Mrs. Strang kept the premises spic and span during the day and retired to the basement in the late afternoon where she and her husband drank until they went to bed. The good Irish doctor had office hours three afternoons a week and seemed to avoid contact with the tenants. Consequently, we had a clean and private existence in the middle of one of the most interesting neighbourhoods in London. It was a good thing that I found a pied-a-terre as quickly since Judy, my fiancée, was coming to London in a few weeks.
While the gas fire that required shillings to keep it going, the telephone in the hall and the bathtub in the basement weren't exactly selling points when Judy arrived, the really lovely young couple downstairs helped to make her arrival a more pleasant experience. Ian, a young law student, came first in the London bar exams and became V.P. of Thames Hudson Publishing while we were living there. His wife Nathalie was a French translator from Nice who worked for the British civil service. Ian loved Dizzy Gillespie and Nathalie became a fan of Les Double Six de Paris, an excellent French vocal group that predated The Swingle Singers and The Manhattan Transfer. I mention this as every time I visited them they played the album "Dizzy Gillespie and Les Double Six". I grew to love the album both because it is a tour-de-force and because of the memories it evokes of Ian and Nathalie. You can hear a couple of tracks if you click on box.net under Guy's MP3s at the right of this page.
Other than rehearsal bands, gigs during the winter in London were sparse and mainly one-nighters. Judy and I both got day jobs at Selfridges Department store on Oxford St. between Trafalgar Square and Oxford Circus. Selfridges was an American style department store like Macy's in New York or Eaton's in Montreal. Judy got a permanent job that she liked in the bedding department. I worked in the stationary department over Christmas where the only memorable event was the day that a very grumpy Marlene Dietrich came to buy $70. worth of Scotch tape.
Diagonally across the street from 38 Pembridge Rd.was the Prince Albert pub (my "local"). Around the corner and just steps from the Prince Albert was the Ballet Rambert dance studio where Mike Westbrook's Band held weekly rehearsals. Mike got a new trumpet player (Henry Lowther) while I was away, but I got to replace him for several weeks. During that period, we did a concert with Cornelius Cardew, an avant-garde composer in the John Cage idiom. As we mostly ad-libbed from strange musical notations, I really enjoyed playing this concert.
I introduced John Warren to the band and befriended John Surman, one of the best baritone saxophone players I ever heard play let alone had the privilege to know. Amazingly John Surman, John Warren, and Mike Westbrook are all still working and recording. Among the other young musicians in this band who were to achieve well deserved reputations in the world of British jazz were Malcolm Griffiths (trombone), Mike Osborne (alto sax) and Alan Jackson (drums). The band was a veritable "hot house" for young musical talent. Mike Westbrook was eventually awarded an OBE for his innovative musical works and for pioneering mixed media presentations in England.
John Warren played flute and saxophone in the band. He then formed his own band that showcased his music and subsequently formed a musical partnership with John Surman that produced the album, "The Brass Project". John's latest offering, "Following On" is being released February 15, 2010. Following upon his "Finally Beginning" and "Northern Brass" albums it completes a compilation of John's excellent composer/arranger skills. These recordings exhibit John's maturity and a devotion to the jazz riffs and rhythms that formed his art.
John Surman has become a dominant force in jazz improvisation. His strong technical skills as a saxophonist and mastery of the music he loves carve a niche for him as a store of musical information for those who follow in his footsteps. Influenced by those who came before him he continues to add to the music lexicon as evidenced by his playing on his latest CD "Brewster's Rooster", where he is accompanied by jazz greats John Abercrombie, Drew Gress and Jack de Johnette.
Getting encouragement, advice, and friendship from these musicians was priceless. Their devotion to their craft, and persistence in their quest for mastery of their instruments and the musical forms in which they travailed was a stark reminder of what it took to join the elite of the British jazz fraternity.

[Records contained in a dataset]
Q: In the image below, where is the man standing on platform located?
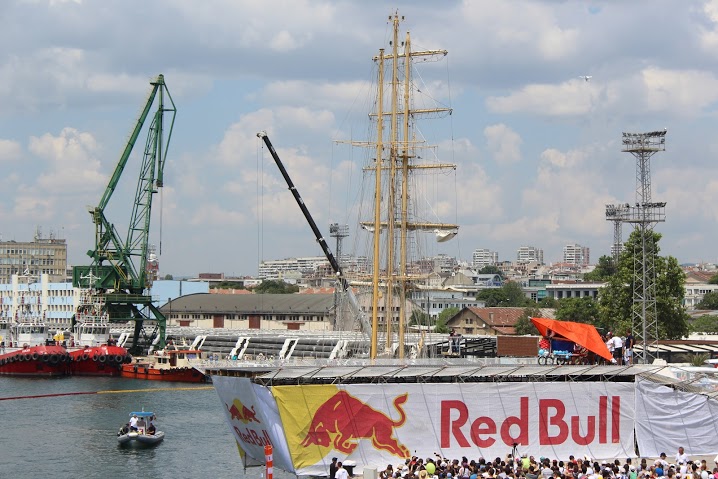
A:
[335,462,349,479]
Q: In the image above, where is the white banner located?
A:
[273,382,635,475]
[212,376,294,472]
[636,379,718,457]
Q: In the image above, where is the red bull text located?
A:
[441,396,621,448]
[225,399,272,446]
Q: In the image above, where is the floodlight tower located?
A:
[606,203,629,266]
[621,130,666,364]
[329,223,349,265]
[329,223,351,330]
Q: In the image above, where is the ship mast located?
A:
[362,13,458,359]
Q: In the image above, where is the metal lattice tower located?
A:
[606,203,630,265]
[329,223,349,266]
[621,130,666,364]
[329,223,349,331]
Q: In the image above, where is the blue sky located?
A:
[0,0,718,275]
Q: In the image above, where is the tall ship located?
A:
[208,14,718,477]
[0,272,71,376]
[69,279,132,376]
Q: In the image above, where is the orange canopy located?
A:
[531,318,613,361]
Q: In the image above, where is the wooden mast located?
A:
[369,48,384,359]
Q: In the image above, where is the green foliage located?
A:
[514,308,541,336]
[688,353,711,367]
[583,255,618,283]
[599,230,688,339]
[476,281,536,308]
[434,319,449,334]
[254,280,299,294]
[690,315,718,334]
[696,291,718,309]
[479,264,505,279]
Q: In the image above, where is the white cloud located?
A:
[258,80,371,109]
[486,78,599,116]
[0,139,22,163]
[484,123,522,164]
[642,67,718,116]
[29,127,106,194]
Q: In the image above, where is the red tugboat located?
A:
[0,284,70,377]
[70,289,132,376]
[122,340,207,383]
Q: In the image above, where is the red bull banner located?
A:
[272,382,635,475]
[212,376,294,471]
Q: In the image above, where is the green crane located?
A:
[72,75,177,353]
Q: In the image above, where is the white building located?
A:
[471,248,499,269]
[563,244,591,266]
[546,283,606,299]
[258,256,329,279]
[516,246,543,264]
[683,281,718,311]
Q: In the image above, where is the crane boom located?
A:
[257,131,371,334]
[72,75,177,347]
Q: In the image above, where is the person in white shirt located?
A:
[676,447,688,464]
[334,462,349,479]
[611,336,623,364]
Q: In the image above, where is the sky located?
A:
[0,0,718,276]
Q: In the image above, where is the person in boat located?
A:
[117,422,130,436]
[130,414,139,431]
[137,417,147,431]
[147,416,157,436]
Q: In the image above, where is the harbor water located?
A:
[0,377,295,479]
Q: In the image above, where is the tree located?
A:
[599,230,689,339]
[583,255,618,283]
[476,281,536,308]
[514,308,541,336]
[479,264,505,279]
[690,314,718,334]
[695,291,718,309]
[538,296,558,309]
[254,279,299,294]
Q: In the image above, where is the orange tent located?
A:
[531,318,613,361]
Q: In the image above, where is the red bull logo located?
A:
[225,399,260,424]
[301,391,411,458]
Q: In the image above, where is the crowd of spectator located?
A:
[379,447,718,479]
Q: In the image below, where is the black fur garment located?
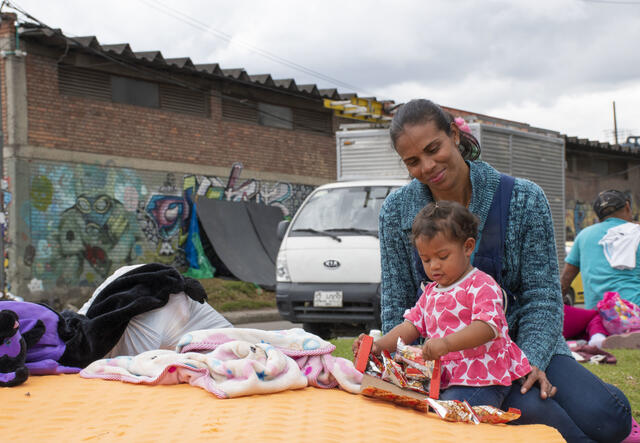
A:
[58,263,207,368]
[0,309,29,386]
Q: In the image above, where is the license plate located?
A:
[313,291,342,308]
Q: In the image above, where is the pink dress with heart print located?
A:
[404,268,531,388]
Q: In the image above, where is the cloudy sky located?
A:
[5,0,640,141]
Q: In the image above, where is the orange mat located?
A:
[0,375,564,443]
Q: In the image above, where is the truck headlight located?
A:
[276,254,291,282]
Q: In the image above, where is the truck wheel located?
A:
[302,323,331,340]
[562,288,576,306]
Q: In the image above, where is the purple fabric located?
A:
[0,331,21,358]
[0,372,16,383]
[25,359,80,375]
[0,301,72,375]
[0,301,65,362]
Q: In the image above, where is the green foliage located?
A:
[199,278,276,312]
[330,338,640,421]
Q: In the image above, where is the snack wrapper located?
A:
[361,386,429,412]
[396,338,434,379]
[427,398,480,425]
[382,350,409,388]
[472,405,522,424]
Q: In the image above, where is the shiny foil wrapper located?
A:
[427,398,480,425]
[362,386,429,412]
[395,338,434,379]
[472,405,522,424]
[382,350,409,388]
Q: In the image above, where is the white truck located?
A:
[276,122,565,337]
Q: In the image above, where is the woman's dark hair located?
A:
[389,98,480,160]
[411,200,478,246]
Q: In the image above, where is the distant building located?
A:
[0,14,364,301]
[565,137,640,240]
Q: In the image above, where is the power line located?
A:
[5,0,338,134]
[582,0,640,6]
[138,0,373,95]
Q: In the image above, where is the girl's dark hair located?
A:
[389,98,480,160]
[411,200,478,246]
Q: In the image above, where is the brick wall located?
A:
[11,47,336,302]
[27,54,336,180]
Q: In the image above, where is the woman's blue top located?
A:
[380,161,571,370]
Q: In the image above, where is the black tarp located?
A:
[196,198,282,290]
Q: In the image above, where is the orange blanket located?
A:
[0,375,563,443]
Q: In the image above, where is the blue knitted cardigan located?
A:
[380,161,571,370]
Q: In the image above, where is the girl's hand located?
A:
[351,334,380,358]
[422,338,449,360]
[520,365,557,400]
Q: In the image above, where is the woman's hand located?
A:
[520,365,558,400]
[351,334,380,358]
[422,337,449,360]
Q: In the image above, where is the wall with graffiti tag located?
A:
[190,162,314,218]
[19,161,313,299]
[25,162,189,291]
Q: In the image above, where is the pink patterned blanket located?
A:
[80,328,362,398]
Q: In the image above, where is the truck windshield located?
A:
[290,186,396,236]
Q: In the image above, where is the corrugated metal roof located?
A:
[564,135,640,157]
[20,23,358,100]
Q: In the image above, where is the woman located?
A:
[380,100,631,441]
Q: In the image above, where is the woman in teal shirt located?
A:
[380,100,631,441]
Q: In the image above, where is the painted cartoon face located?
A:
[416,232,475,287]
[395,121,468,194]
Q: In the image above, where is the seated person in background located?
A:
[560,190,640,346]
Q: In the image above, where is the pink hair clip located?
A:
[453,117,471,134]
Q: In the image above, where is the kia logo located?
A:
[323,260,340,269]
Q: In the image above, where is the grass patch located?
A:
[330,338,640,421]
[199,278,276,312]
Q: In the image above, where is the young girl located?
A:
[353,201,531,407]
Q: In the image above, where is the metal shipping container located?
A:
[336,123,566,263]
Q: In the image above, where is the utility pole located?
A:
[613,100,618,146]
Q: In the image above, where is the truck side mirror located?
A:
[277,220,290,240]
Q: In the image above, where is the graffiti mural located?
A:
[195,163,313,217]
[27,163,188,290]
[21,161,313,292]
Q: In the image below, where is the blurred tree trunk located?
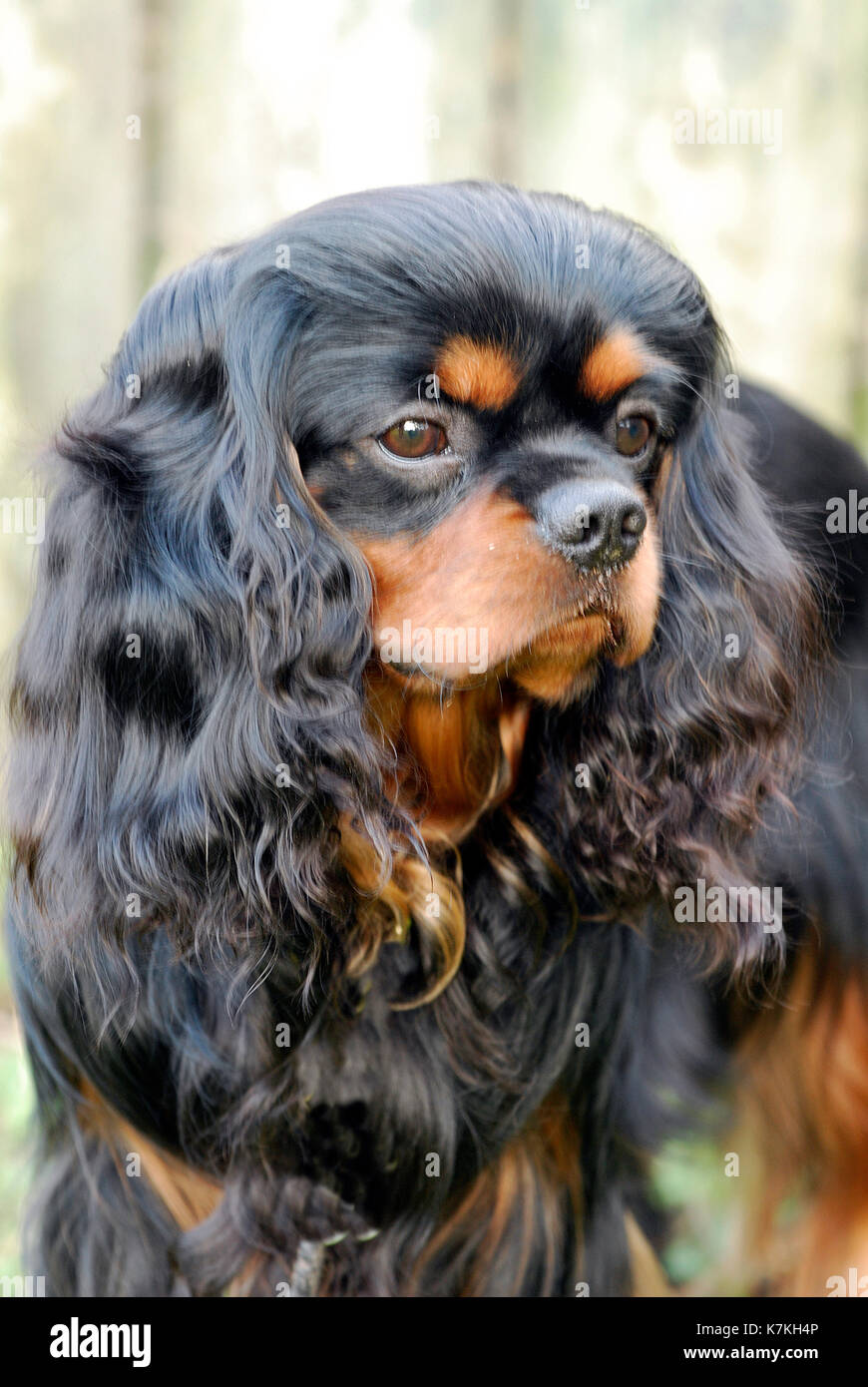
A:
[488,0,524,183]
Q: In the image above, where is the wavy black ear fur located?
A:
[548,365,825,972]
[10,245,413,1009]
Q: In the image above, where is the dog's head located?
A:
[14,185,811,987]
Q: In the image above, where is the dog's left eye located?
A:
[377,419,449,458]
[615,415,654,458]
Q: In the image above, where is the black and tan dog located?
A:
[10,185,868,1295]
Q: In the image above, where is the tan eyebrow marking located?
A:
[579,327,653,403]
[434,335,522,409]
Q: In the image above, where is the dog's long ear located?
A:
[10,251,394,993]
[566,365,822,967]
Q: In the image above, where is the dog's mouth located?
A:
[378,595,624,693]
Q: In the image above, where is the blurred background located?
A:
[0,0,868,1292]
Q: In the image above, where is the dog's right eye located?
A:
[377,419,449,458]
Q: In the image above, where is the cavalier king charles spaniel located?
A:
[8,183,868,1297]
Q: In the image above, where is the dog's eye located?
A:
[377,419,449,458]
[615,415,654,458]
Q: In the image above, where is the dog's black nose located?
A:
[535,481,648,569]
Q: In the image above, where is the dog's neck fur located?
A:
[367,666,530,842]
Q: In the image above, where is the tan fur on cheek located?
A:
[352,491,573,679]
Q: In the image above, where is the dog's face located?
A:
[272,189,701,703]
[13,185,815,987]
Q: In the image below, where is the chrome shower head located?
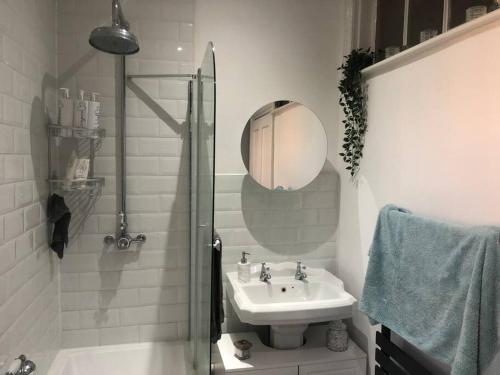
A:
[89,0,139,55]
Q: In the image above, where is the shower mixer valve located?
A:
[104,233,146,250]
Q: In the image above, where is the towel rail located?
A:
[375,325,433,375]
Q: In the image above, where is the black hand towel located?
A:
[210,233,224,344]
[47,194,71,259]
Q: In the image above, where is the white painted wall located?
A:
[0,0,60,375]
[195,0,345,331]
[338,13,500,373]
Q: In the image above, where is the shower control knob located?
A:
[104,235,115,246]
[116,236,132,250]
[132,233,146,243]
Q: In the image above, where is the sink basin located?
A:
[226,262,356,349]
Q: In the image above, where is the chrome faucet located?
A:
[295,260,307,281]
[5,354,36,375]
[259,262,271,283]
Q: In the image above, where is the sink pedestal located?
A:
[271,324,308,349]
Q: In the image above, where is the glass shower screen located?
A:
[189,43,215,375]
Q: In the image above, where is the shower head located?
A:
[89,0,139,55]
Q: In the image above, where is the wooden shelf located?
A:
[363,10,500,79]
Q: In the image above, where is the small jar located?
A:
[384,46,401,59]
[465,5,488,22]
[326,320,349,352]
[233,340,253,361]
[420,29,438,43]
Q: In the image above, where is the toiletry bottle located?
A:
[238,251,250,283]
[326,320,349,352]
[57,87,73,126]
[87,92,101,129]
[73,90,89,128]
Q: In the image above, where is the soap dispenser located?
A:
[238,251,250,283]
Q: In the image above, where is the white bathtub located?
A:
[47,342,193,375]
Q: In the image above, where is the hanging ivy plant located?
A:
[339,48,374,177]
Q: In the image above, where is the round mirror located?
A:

→ **List of tasks**
**a.** Translate this sentence from the memoir excerpt into French: "Judy got a permanent job that she liked in the bedding department."
**b.** From the memoir excerpt, extract the portion that starts with the words containing "I introduced John" and ends with "presentations in England.".
Rely solely on the memoir excerpt when completing each task.

→ **Solutions in order**
**a.** Judy a obtenu un emploi permanent qui lui plaisait au rayon literie.

**b.**
I introduced John Warren to the band and befriended John Surman, one of the best baritone saxophone players I ever heard play let alone had the privilege to know. Amazingly John Surman, John Warren, and Mike Westbrook are all still working and recording. Among the other young musicians in this band who were to achieve well deserved reputations in the world of British jazz were Malcolm Griffiths (trombone), Mike Osborne (alto sax) and Alan Jackson (drums). The band was a veritable "hot house" for young musical talent. Mike Westbrook was eventually awarded an OBE for his innovative musical works and for pioneering mixed media presentations in England.